Angular shapes painted navy blue, yellow, pink and white intersect on a wooden board.

TEXT (Vol 29, No 1) April 2025 edition 

TEXT (Vol 29, No 1) includes scholarly contributors from Australia, New Zealand and the United States: Carrie Tiffany reflects on the mechanical intertext in relation to her award-winning novel Exploded View; Lilian Roberts explores Nachträglichkeit in poetic autobiography; Anders Villani contributes new thinking on trauma and poetics in Kate Lilley’s Tilt and his own collection, Totality; Patricia Webb discusses the inclusion of social justice themed texts in writing courses; Annabel Wilson reads for re-arrangement in Lynn Jenner’s Lost and Gone Away; Ruth Jackson writes on walking and travel writing in Ethiopia; Marija Pericic looks at sumazdat reading practices within the Soviet Union (USSR); Shelley-Anne Smith considers emotional contagion and embodied empathy in literary posthumanism; and Soren Tai Smith writes on self-shedding and decreativity in Kafka and Weil.

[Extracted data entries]
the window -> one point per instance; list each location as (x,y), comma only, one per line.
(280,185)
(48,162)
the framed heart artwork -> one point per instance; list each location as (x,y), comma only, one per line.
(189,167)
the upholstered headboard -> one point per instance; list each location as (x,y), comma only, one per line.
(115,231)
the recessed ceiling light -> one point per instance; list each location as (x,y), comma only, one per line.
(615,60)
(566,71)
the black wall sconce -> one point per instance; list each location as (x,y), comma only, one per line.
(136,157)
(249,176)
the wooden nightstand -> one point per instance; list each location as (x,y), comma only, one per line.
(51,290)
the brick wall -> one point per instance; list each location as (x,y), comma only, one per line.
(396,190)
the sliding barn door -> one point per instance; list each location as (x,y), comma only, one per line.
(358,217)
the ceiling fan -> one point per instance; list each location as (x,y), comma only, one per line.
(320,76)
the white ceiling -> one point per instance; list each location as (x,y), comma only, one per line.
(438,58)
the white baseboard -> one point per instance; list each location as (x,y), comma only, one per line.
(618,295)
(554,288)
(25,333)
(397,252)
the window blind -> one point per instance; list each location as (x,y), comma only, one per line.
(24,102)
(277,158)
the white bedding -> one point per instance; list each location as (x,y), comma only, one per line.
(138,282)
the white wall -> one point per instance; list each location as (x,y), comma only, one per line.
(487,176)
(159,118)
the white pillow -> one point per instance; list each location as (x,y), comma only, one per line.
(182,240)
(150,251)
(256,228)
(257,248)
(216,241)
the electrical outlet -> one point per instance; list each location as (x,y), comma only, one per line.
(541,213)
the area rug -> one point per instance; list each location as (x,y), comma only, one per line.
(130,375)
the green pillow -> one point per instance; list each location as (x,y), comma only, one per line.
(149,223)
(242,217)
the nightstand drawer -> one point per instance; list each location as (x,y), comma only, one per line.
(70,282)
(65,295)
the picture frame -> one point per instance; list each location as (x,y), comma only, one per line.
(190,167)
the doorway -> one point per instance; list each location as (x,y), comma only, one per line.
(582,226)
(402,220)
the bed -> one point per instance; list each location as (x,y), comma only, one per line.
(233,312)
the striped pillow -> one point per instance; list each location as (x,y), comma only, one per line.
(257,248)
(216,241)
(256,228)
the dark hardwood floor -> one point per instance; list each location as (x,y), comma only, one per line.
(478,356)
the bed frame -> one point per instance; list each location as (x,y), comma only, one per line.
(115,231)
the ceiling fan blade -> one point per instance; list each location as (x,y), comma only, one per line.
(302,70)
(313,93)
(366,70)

> **Prompt 1**
According to the journal issue description, who wrote the collection titled Totality?
> **Prompt 2**
Please retype the records from the line containing "the bed -> one" through the end of the records, including both ends.

> **Expected output 1**
Anders Villani

> **Expected output 2**
the bed -> one point per instance; list each location as (x,y), comma only, one per line.
(233,312)
the striped pillow -> one point per instance; list each location as (x,y), comma only, one per line.
(257,248)
(216,241)
(256,228)
the dark hardwood floor -> one point per instance; list each location as (x,y), comma only, one per line.
(478,356)
the bed frame -> one point per instance; list each location as (x,y), comma only, one per line.
(115,231)
the ceiling fan blade -> one point per instance; list each location as (x,y), comma only, one per line.
(302,70)
(313,93)
(366,70)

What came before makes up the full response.